PASSAGE PROVIDED:
=-=-=-=-=
8. Diabetes drug updates
First Details of Empagliflozin Trials Follow US and EU Filings
An investigational sodium glucose cotransporter-2 (SGLT2) inhibitor, empagliflozin (Boehringer Ingelheim), lowered glucose to a similar degree as metformin and also produced sustained weight loss for up to 90 weeks in an open-label extension study in patients with type 2 diabetes. The data were presented during a late-breaking clinical-trial session on May 5 at the American Association of Clinical Endocrinologists (AACE) 2013 Scientific & Clinical Congress by Thomas Hach, MD, senior medical director, Boehringer Ingelheim, Germany.

Empagliflozin is one of a new class of glucose-lowering drugs, the oral SGLT2 inhibitors, which produce increased urinary glucose excretion, with a consequent lowering of plasma glucose levels, as well as weight loss. A New Drug Application (NDA) has been submitted to the US FDA for empagliflozin, and a decision is expected in the first quarter of 2014.

Dr. Hach presented data from a randomized, 78-week extension study that followed 2 separate 12-week randomized controlled trials. In 1 trial, patients were randomized to 10-mg or 25-mg empagliflozin or to metformin, as monotherapy, in 81, 82, and 80 patients, respectively. The second study randomized 71, 70, and 71 patients, respectively, to empagliflozin 10 mg or 25 mg or to sitagliptin as an add-on to metformin.At 90 weeks, adjusted mean percentage-point reductions from baseline in HbA1c were 0.51 for empagliflozin 10 mg and 0.60 for 25 mg, compared with 0.64 for metformin as monotherapy.

Urinary-tract infections were also not increased with empagliflozin .However, as has been seen with other SGLT2 inhibitors, rates of genital infection were increased with empagliflozin, 2.5% and 3.7% for the 10-mg and 25-mg doses, respectively, compared with 1.3% with metformin monotherapy and 8.5% and 4.3% vs 1.4% with sitagliptin add-on therapy. Genital infections were seen predominantly in women, and none were severe.
=-=-=-=-=
DATA SECTION:

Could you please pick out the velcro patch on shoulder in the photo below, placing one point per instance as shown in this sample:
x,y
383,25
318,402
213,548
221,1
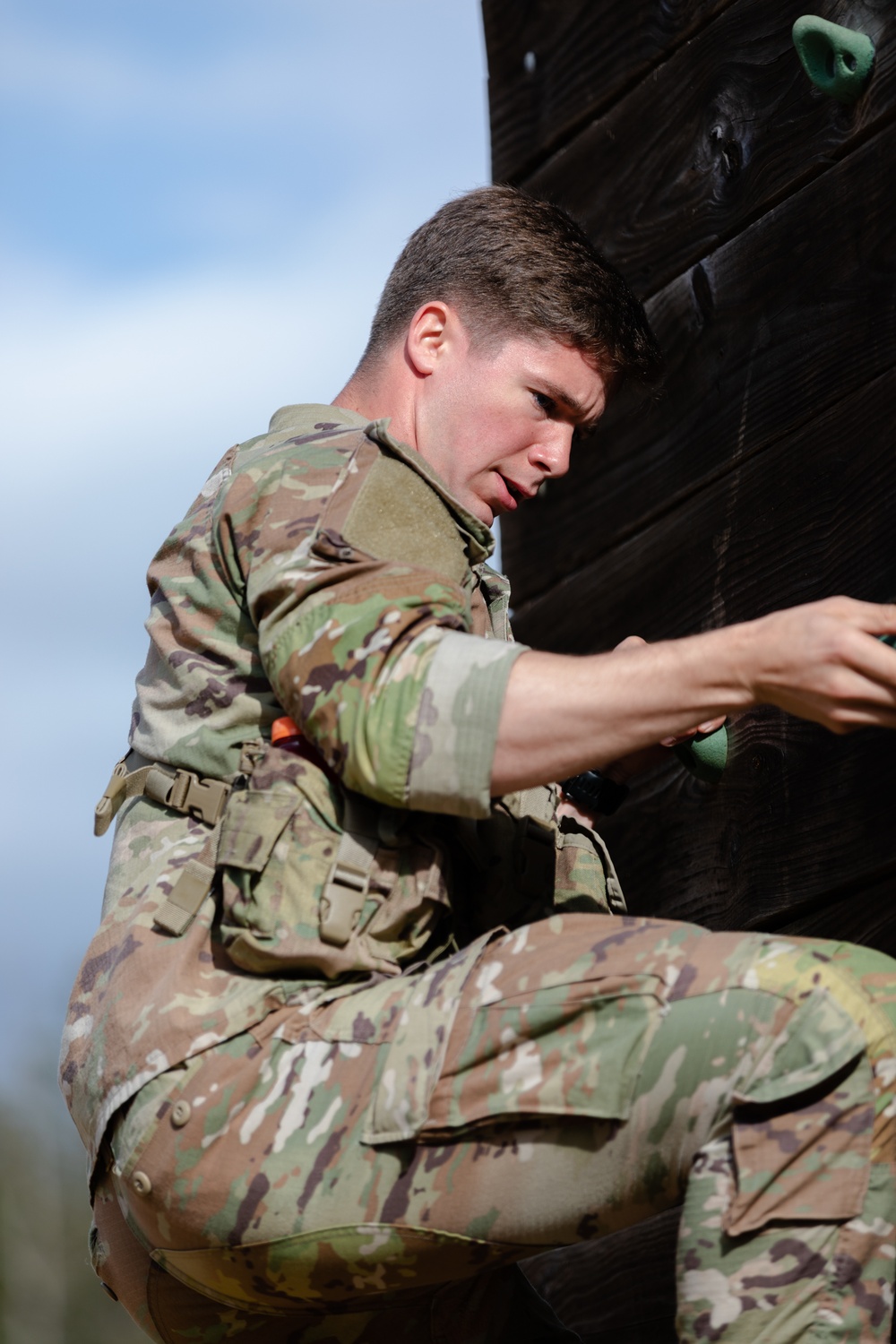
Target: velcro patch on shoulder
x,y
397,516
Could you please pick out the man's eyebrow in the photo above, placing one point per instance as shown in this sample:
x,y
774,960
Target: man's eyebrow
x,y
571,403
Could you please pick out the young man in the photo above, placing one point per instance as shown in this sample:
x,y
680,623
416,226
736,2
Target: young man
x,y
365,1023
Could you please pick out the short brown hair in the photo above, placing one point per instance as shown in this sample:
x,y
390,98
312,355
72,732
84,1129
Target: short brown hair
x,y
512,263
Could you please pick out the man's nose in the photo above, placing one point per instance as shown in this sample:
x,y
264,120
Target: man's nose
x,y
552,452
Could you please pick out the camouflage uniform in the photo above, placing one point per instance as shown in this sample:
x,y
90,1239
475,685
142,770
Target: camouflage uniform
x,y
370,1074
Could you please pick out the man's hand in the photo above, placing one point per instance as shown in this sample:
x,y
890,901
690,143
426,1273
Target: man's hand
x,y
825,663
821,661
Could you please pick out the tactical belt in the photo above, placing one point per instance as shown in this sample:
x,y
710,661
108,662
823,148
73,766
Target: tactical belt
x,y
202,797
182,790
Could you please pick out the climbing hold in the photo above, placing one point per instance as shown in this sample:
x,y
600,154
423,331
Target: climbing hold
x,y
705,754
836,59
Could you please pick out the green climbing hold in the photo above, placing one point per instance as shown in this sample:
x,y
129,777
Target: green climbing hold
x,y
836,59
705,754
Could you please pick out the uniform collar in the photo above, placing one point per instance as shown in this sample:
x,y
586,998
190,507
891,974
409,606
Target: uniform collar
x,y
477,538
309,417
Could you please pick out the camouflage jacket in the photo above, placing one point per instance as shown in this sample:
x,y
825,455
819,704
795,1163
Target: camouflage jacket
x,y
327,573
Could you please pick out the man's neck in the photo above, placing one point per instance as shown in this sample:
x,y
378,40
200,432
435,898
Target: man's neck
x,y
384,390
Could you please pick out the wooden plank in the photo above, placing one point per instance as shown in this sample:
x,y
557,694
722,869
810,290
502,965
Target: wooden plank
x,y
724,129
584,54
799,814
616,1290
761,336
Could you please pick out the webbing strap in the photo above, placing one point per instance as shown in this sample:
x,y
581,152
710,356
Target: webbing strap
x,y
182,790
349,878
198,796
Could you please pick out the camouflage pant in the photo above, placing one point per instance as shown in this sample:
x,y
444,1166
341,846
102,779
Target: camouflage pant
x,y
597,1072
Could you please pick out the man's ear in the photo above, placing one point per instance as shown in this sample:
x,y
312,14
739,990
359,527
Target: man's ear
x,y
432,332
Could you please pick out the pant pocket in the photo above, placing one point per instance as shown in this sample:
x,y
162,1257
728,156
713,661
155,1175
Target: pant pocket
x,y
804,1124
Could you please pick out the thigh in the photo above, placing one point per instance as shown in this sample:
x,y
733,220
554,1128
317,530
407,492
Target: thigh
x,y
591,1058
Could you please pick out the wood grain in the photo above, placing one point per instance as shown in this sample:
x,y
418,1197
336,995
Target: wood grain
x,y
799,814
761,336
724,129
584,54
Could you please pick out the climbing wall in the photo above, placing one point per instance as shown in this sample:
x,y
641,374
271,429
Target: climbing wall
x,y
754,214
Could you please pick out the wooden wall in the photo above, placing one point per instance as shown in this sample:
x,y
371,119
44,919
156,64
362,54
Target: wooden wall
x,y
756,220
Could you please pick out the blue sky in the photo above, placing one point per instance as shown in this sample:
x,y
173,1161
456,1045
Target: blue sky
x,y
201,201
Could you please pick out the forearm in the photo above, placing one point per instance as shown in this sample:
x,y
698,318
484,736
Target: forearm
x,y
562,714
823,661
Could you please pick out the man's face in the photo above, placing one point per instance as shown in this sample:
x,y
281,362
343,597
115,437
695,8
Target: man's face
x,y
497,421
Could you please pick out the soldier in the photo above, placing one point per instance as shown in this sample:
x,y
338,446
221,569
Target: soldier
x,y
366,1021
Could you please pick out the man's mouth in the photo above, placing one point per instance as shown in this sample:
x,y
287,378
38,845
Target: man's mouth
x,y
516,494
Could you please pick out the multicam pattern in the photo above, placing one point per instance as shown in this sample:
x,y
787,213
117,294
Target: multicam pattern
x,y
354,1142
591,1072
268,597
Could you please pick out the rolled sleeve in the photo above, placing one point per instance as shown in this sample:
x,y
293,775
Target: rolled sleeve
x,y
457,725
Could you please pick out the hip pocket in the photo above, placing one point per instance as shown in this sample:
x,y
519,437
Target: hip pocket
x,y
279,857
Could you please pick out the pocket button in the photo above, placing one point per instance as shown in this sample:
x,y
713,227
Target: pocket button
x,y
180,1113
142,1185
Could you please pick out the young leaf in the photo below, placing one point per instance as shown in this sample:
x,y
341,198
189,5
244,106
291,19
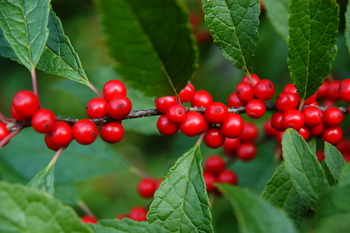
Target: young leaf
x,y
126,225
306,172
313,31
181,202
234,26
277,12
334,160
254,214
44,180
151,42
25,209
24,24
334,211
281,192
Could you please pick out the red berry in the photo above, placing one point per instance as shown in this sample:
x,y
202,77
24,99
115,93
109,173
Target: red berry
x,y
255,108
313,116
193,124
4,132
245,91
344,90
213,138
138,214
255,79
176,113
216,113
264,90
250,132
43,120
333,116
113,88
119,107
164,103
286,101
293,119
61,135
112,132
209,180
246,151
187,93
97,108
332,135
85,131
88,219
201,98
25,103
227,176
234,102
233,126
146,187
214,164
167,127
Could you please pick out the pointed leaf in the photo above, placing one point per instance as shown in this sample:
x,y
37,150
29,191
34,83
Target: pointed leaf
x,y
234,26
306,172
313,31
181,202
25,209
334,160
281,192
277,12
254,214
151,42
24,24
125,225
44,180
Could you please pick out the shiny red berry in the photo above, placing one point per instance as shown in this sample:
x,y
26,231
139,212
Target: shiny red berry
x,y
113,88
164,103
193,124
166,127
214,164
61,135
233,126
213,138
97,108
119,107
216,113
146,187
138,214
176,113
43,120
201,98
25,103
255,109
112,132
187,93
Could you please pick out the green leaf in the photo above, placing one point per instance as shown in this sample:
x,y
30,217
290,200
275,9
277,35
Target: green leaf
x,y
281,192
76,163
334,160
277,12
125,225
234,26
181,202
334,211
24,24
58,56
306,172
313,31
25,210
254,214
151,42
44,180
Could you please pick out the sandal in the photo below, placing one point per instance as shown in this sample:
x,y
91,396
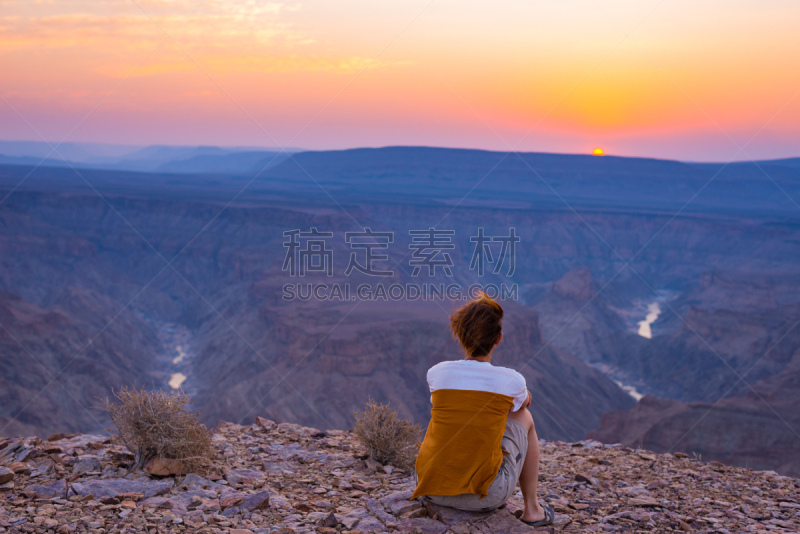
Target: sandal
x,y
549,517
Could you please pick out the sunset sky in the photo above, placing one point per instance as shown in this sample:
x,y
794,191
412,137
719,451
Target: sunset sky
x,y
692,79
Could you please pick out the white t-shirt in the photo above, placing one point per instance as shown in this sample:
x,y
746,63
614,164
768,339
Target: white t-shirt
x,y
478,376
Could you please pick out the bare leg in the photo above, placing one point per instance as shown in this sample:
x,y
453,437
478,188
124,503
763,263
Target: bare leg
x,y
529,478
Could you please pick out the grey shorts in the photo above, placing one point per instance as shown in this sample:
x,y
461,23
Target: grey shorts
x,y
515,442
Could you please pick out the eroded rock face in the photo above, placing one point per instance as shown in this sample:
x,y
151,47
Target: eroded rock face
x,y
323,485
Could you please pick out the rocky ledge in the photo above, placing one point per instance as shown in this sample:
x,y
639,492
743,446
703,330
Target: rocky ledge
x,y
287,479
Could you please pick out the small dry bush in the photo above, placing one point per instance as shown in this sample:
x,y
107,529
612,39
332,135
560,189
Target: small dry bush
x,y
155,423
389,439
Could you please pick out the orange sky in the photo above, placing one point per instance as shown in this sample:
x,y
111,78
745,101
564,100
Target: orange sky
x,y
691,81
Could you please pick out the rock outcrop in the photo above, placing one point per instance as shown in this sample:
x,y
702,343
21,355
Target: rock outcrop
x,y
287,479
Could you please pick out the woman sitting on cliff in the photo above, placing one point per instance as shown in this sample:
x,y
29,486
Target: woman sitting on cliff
=-=-=-=-=
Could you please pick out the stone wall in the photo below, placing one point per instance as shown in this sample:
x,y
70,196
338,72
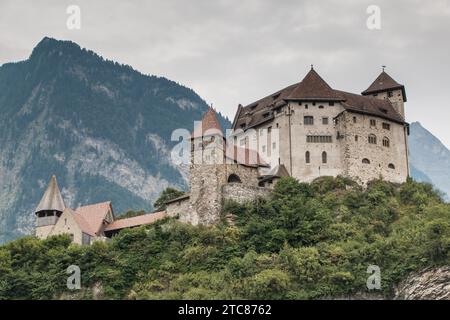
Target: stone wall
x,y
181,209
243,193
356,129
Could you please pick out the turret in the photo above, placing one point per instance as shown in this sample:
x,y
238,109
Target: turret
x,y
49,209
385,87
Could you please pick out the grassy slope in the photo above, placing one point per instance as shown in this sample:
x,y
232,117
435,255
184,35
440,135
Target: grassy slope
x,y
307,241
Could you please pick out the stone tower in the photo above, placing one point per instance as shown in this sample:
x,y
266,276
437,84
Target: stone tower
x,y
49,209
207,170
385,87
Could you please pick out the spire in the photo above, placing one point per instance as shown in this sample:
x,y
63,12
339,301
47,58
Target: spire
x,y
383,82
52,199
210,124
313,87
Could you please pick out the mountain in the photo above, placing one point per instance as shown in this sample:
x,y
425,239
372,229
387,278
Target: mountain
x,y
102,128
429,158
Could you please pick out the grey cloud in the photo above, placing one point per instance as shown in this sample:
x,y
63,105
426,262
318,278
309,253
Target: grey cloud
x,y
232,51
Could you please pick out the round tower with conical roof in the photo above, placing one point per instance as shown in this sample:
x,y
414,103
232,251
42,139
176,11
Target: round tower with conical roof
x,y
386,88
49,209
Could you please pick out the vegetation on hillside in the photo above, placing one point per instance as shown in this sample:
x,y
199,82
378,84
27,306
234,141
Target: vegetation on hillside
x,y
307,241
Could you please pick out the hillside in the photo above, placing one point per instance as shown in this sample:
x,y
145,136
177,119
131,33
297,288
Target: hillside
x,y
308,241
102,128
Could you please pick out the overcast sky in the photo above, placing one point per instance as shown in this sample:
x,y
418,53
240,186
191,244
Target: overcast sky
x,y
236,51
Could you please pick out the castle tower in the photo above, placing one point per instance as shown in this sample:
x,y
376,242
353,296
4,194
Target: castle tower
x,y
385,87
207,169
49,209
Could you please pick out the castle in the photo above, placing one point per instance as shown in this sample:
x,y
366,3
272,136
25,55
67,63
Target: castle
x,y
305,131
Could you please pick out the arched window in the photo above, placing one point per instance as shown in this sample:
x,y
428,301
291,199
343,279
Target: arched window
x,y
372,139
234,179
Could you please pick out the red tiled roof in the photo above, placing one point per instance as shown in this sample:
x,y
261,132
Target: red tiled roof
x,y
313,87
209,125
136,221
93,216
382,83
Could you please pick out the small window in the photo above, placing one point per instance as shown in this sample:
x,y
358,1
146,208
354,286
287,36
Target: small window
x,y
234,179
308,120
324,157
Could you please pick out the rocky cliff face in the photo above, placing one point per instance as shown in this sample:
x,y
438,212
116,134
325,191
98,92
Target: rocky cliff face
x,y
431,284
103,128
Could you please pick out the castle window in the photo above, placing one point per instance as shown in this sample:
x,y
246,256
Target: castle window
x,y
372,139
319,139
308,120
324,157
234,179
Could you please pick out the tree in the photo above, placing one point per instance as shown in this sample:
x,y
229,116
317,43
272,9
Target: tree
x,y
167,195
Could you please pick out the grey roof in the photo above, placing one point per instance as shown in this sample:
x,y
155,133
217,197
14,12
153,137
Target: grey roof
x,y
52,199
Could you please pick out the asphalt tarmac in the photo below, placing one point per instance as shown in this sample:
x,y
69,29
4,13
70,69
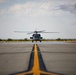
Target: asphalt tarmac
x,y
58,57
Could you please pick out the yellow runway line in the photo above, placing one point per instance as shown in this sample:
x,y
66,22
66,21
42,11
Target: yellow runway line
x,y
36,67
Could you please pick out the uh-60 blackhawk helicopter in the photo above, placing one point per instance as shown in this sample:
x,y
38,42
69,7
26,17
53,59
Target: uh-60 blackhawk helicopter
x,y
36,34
=-=-=-=-=
PROBLEMS TO SOLVE:
(1) How would you put this sentence from the empagliflozin article into Spanish: "Genital infections were seen predominantly in women, and none were severe."
(2) Can you retype the empagliflozin article starting at the words "8. Diabetes drug" and stopping after "Boehringer Ingelheim, Germany."?
You can ignore the data here.

PROBLEM SOLUTIONS:
(1) Las infecciones genitales se observaron predominantemente en mujeres, y ninguna fue grave.

(2)
8. Diabetes drug updates
First Details of Empagliflozin Trials Follow US and EU Filings
An investigational sodium glucose cotransporter-2 (SGLT2) inhibitor, empagliflozin (Boehringer Ingelheim), lowered glucose to a similar degree as metformin and also produced sustained weight loss for up to 90 weeks in an open-label extension study in patients with type 2 diabetes. The data were presented during a late-breaking clinical-trial session on May 5 at the American Association of Clinical Endocrinologists (AACE) 2013 Scientific & Clinical Congress by Thomas Hach, MD, senior medical director, Boehringer Ingelheim, Germany.